■ WORK INSTRUCTION ■
Report every line of the data that includes "window".

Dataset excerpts
....

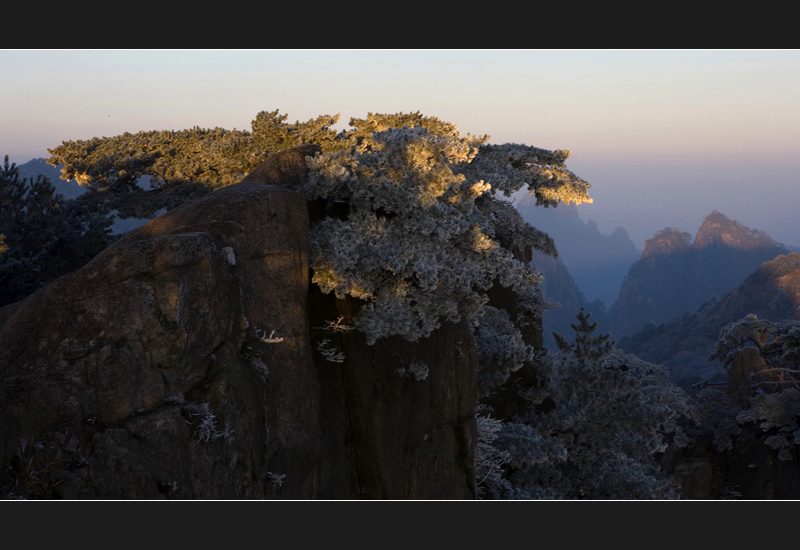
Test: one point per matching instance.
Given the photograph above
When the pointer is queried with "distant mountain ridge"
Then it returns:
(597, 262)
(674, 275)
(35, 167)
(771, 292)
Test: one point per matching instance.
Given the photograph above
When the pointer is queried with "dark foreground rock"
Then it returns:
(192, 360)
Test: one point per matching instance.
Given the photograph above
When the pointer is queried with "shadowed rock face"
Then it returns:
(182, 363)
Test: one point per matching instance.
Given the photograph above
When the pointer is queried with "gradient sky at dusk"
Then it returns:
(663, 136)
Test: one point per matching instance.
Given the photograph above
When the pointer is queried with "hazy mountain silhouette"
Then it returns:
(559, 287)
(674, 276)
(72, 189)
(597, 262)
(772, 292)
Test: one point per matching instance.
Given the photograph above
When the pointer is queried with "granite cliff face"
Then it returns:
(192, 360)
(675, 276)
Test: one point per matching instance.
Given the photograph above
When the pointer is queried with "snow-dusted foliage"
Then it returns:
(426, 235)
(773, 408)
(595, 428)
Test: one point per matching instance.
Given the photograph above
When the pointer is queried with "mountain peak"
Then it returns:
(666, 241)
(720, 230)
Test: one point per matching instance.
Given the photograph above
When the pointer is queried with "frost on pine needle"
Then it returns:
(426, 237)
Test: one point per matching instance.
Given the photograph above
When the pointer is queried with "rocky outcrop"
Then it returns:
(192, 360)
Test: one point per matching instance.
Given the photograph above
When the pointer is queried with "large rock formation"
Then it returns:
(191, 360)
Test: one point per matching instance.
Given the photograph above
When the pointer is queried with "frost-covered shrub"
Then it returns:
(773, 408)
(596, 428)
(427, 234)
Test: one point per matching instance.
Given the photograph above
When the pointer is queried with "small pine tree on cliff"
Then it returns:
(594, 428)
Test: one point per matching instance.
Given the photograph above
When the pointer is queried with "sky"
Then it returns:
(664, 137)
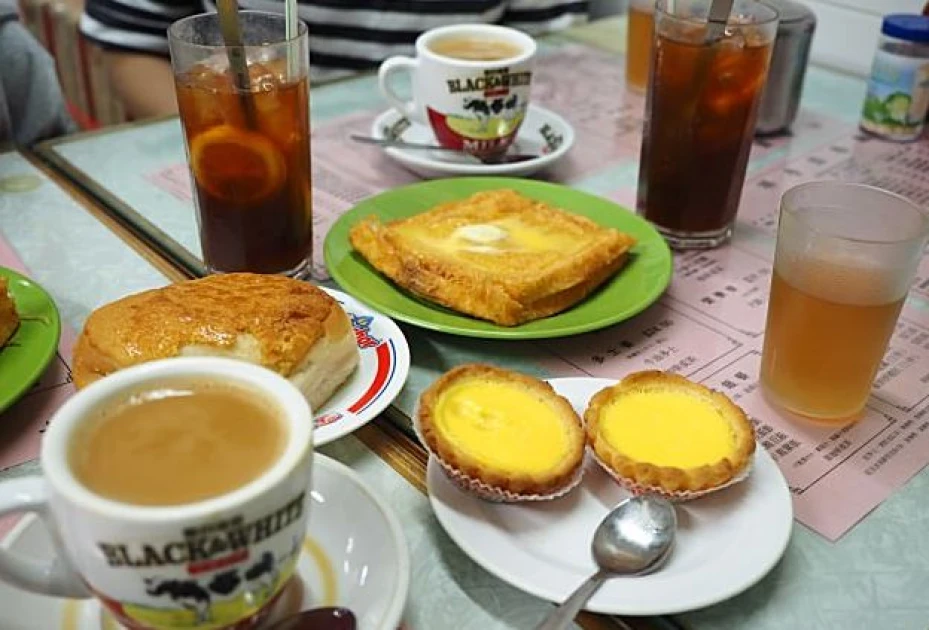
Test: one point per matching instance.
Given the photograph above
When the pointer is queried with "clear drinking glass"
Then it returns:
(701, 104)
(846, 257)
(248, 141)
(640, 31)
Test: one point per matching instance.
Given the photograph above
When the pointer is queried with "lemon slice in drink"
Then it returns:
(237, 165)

....

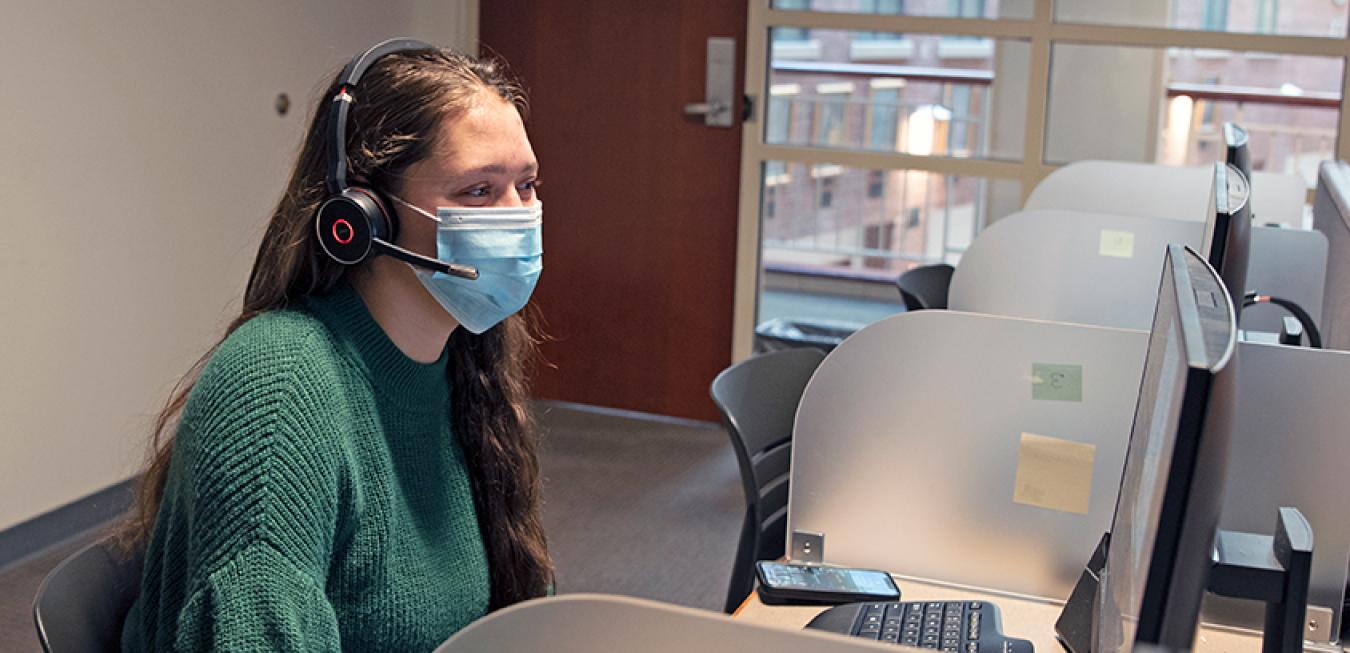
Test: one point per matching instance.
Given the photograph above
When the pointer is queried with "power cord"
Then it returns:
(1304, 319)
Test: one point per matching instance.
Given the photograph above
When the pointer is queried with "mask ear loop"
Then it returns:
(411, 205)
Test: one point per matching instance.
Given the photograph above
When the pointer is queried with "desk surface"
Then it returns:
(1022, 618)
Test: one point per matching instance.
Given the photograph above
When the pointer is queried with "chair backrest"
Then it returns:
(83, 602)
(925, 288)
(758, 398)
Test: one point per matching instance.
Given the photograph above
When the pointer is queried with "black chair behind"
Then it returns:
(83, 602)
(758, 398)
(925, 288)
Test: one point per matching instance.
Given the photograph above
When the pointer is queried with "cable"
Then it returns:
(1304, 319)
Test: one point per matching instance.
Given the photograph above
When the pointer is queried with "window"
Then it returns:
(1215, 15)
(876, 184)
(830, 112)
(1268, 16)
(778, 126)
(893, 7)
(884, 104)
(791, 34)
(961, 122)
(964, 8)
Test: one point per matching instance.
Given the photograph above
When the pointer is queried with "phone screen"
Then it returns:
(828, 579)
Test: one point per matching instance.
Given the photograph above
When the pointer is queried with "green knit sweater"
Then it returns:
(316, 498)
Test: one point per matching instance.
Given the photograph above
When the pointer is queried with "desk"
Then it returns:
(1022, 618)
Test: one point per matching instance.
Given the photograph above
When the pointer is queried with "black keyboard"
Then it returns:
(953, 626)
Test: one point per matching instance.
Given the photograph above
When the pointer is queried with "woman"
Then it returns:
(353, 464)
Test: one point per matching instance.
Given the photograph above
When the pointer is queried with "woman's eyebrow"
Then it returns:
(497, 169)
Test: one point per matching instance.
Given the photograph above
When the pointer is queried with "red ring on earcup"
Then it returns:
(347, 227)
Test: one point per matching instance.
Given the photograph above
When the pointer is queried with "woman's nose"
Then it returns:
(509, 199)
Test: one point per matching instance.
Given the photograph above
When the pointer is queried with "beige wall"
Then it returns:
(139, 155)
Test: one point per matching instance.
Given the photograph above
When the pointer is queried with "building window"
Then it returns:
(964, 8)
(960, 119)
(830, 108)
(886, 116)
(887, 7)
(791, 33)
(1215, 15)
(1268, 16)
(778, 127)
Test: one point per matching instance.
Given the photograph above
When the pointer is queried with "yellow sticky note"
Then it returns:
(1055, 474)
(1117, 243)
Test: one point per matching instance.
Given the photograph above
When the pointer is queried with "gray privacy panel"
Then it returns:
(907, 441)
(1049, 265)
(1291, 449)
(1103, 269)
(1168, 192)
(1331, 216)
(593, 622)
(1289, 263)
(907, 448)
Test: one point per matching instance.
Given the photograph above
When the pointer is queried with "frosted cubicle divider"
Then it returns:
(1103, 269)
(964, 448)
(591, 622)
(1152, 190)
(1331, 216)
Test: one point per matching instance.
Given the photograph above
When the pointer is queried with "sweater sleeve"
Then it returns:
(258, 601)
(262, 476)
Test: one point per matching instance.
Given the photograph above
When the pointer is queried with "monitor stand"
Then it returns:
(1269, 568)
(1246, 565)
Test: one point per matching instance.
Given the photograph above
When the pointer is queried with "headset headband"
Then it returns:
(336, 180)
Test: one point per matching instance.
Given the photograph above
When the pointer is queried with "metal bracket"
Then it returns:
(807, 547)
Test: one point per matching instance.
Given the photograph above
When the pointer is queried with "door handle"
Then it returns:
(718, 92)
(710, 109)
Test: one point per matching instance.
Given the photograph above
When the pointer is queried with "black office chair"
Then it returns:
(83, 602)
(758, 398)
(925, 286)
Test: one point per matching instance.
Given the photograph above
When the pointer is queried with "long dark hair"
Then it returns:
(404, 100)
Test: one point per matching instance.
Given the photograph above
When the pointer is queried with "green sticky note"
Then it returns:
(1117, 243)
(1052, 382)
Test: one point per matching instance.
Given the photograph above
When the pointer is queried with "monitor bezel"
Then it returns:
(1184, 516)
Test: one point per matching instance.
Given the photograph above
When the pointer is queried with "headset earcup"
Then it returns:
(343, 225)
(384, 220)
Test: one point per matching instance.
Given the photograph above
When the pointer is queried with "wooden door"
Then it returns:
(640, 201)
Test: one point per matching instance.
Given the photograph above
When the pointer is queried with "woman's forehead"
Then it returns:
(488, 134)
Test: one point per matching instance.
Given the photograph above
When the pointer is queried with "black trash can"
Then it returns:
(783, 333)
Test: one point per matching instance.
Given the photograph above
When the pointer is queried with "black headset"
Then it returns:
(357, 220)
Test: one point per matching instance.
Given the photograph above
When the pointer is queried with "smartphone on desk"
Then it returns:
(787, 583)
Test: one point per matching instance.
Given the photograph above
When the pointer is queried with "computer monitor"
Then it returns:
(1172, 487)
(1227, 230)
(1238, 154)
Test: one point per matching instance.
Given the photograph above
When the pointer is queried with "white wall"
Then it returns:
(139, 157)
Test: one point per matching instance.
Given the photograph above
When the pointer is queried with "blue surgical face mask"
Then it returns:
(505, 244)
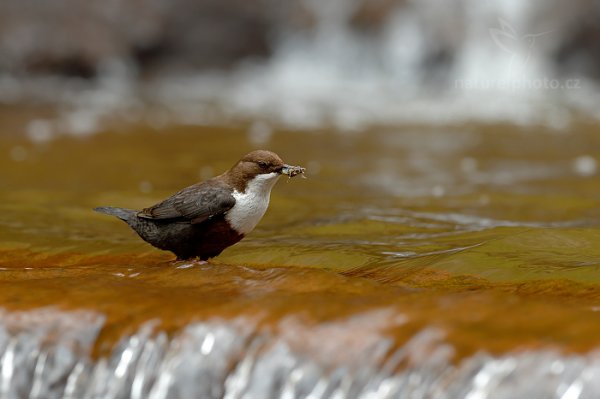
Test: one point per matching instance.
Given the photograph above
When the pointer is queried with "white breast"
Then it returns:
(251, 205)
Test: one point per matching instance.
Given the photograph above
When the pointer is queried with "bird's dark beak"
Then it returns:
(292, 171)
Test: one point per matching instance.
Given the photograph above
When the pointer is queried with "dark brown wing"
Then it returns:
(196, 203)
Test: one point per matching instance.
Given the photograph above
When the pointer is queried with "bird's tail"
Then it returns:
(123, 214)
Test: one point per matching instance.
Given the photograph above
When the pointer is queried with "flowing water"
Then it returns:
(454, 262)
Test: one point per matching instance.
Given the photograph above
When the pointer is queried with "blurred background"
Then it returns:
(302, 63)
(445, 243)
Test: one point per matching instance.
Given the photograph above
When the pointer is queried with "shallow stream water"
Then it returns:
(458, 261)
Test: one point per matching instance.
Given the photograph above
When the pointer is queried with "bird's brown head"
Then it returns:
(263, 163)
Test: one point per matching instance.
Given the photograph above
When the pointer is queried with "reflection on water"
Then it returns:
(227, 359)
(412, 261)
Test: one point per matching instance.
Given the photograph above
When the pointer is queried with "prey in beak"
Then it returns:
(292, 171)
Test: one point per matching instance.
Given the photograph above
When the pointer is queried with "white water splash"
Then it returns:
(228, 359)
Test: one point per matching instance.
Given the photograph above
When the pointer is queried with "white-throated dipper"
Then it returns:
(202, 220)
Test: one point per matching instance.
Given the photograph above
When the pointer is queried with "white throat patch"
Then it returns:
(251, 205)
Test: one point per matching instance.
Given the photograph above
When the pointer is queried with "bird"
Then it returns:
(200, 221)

....

■ RESULT FOR THIS EXERCISE ■
When the pointer is queried with "window"
When the pointer is queried with "building window"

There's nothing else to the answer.